PROBLEM REQUIREMENTS: Return the exact lines spanning from the line with "Look at the photo above. Which pixel sits on the door" through the last line of the entries, boundaries included, and no others.

[start of DATA SECTION]

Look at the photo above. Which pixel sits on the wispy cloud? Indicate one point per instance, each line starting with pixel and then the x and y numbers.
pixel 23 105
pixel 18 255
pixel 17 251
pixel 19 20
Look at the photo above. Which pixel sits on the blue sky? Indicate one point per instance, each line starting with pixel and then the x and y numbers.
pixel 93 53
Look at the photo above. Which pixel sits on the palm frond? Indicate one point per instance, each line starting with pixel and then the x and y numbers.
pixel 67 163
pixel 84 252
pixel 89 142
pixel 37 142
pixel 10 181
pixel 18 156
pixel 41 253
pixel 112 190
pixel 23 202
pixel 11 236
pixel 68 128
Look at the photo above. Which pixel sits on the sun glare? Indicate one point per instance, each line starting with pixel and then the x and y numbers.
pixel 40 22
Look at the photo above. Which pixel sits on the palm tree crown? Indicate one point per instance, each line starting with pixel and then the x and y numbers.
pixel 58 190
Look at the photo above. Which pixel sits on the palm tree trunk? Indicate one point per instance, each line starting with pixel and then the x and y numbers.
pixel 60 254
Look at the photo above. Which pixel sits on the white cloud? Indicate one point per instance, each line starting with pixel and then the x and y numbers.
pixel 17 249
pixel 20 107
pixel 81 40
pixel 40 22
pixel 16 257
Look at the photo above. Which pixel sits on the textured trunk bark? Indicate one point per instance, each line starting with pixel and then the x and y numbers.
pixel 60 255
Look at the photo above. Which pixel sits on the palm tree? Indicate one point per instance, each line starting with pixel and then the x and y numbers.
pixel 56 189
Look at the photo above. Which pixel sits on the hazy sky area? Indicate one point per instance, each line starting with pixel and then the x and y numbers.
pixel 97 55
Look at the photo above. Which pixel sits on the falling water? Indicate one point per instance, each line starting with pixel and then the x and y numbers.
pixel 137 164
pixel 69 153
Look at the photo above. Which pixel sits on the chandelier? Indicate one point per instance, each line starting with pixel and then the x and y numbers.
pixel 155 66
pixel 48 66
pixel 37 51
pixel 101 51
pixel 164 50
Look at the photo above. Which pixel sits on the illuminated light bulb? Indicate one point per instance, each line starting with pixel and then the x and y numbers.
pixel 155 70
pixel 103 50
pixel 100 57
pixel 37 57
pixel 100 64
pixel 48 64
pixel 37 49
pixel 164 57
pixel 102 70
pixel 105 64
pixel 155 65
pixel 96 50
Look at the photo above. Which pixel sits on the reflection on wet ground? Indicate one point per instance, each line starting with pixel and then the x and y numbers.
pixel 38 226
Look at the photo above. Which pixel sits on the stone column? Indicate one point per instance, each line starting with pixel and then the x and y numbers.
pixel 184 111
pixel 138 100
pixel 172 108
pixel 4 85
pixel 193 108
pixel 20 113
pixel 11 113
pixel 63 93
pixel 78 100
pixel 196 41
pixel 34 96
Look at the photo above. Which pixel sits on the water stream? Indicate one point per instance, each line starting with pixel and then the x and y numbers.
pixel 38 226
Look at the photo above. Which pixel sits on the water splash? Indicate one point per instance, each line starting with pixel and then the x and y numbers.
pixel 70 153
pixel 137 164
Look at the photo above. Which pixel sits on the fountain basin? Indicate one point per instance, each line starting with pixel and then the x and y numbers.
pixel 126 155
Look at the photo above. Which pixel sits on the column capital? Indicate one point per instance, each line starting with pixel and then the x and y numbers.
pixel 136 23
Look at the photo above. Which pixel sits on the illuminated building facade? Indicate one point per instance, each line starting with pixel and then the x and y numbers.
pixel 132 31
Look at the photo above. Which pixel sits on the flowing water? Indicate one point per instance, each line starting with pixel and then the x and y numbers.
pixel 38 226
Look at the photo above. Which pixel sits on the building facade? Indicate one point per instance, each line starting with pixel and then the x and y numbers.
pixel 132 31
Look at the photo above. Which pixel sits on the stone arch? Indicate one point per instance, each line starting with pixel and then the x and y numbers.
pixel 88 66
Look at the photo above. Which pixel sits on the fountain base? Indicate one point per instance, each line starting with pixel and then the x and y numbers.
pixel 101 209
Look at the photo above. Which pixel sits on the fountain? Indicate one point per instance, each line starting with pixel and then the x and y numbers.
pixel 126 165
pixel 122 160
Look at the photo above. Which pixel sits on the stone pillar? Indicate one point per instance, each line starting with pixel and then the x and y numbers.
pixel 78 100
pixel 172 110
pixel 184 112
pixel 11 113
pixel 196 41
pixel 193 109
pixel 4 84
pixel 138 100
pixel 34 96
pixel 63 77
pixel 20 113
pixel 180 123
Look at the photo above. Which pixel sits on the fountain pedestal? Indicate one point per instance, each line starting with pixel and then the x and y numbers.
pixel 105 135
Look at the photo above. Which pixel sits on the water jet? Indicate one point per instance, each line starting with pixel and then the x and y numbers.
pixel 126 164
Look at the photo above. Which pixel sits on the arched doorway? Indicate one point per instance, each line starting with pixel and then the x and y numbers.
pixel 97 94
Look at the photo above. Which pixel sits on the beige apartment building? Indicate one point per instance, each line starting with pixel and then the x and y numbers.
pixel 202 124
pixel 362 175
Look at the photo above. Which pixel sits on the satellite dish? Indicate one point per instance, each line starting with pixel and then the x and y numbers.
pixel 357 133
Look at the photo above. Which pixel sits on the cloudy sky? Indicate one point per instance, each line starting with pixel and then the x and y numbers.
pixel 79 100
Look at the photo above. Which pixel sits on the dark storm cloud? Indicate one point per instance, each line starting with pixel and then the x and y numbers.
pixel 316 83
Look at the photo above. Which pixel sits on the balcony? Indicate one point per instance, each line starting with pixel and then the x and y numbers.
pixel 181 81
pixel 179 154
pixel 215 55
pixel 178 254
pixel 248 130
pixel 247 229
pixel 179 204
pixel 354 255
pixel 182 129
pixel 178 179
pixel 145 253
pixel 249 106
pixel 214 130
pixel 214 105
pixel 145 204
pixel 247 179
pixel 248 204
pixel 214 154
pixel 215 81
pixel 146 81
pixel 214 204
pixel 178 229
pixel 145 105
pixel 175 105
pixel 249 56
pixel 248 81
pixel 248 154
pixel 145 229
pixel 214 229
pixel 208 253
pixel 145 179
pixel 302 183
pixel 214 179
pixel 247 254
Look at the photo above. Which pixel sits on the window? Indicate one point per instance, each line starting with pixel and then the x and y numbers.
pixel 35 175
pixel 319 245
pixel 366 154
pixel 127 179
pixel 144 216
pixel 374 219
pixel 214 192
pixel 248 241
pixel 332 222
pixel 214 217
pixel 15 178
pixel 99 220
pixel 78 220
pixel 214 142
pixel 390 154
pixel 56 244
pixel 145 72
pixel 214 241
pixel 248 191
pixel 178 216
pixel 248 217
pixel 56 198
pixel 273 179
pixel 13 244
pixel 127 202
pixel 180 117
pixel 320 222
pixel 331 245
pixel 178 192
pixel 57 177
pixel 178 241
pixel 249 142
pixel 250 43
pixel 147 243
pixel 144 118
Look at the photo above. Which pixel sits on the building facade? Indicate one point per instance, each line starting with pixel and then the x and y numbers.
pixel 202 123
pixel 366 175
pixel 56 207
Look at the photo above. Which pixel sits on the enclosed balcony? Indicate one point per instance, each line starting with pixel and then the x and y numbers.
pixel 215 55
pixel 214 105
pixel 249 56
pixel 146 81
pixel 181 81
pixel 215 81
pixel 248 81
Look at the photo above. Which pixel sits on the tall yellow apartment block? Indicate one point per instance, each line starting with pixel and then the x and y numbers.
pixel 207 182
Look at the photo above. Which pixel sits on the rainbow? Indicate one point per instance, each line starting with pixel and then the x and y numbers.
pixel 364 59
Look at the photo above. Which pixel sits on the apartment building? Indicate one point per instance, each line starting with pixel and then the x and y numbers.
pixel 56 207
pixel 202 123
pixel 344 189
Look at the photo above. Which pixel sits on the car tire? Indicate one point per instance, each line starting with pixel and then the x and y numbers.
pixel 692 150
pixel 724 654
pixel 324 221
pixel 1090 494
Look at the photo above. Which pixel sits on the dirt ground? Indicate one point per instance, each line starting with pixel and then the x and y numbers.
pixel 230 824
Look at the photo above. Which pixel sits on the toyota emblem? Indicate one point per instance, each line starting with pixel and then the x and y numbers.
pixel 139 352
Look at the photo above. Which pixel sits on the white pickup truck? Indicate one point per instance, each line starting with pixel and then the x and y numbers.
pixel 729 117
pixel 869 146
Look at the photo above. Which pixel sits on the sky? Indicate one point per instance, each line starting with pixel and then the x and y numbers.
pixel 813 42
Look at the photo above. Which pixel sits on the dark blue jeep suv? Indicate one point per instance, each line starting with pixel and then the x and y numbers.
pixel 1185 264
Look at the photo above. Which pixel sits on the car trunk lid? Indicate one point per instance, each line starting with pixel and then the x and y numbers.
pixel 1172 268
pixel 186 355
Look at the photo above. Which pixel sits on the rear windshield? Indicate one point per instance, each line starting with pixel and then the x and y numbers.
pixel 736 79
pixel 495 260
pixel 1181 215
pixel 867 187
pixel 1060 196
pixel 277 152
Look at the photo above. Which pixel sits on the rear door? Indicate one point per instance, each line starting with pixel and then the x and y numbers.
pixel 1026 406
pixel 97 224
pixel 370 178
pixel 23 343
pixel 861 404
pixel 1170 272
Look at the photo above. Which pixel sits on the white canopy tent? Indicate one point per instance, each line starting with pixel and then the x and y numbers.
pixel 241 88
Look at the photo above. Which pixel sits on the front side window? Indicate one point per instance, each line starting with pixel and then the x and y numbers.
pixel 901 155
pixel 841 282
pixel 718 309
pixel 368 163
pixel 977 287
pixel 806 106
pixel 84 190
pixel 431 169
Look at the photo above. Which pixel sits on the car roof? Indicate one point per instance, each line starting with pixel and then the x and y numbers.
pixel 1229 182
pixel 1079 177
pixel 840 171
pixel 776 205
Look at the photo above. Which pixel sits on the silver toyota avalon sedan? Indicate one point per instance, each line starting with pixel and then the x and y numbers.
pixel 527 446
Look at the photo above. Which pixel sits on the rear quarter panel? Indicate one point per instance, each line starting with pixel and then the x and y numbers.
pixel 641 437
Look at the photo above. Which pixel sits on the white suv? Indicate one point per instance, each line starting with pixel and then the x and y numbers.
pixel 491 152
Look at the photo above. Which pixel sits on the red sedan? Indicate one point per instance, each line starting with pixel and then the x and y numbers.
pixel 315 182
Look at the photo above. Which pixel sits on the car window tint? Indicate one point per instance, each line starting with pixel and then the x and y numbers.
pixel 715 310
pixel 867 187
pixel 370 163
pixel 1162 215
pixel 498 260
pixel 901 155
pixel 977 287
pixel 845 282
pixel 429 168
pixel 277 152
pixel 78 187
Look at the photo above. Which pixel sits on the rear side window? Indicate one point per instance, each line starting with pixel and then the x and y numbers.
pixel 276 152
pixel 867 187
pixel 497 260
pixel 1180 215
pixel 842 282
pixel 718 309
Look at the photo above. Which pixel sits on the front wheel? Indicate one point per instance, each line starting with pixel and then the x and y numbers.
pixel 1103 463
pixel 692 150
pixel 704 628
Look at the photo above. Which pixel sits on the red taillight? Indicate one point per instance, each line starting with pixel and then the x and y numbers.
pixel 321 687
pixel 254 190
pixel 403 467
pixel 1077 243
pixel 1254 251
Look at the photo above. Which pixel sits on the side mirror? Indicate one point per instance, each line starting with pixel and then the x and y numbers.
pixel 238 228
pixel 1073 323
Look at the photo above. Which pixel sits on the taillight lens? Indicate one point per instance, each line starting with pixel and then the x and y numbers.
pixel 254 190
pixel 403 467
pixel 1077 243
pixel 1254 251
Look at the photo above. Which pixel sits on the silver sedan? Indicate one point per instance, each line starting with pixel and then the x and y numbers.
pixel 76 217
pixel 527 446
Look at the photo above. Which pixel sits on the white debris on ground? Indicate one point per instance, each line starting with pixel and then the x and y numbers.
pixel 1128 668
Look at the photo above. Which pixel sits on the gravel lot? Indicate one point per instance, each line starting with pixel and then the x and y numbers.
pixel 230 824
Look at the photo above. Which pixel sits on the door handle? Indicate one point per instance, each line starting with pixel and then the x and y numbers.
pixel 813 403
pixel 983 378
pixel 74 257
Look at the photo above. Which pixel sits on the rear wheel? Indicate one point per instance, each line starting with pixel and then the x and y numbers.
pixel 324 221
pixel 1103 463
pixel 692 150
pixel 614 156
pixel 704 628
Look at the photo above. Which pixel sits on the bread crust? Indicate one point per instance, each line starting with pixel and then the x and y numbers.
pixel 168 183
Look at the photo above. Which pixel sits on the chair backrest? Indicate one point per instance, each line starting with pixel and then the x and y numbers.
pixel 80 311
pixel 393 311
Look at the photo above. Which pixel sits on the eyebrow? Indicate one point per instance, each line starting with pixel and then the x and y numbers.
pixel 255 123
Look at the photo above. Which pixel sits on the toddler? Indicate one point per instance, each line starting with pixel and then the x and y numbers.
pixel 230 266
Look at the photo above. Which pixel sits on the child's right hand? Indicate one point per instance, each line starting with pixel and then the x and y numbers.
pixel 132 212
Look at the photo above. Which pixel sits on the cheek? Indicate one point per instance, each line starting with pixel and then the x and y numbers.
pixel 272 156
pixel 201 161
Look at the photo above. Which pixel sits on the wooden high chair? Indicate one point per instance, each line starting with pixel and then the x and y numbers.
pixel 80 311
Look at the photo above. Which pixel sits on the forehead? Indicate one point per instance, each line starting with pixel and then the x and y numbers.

[end of DATA SECTION]

WRITTEN RESPONSE:
Look at the photo above. Which pixel sits on the door handle? Indicate one point per instance, each line starting with pixel and then the x and y numbers.
pixel 813 403
pixel 983 378
pixel 74 257
Look at the photo above. Which pixel sits on the rear wheel? Indicate one point per instance, each line starting with pixel and then the x and y numbers.
pixel 324 221
pixel 1103 463
pixel 692 150
pixel 614 156
pixel 704 628
Look at the photo above. Which pixel sits on the bread crust? Indicate one point per instance, each line starting with pixel and then the x and y numbers.
pixel 168 183
Look at the photo above. Which pixel sits on the chair backrest? Indicate one point per instance, each line starting with pixel and then the x and y numbers.
pixel 80 311
pixel 393 311
Look at the photo above. Which pixel sits on the eyebrow? Indicate one point per instance, each line starting with pixel and then the x and y numbers.
pixel 255 123
Look at the photo above. Which pixel sits on the toddler? Indicate one point per instance, each line starting with pixel and then the x and y numbers.
pixel 230 266
Look at the photo above. Which pixel sits on the child's right hand? Indicate one point per instance, each line starting with pixel and then the x and y numbers.
pixel 132 212
Look at the photo above. Which pixel sits on the cheek? Indicate one point per instance, each line starting with pixel and then the x and y numbers.
pixel 272 156
pixel 201 161
Look at the photo above. Which pixel sits on the wooden high chair? Indicate one point per instance, each line starting with pixel and then the x and y numbers.
pixel 80 311
Look at the photo above. Which pixel sits on the forehead? Indicate one point per instance, each line starting with pixel and then the x and y numbers.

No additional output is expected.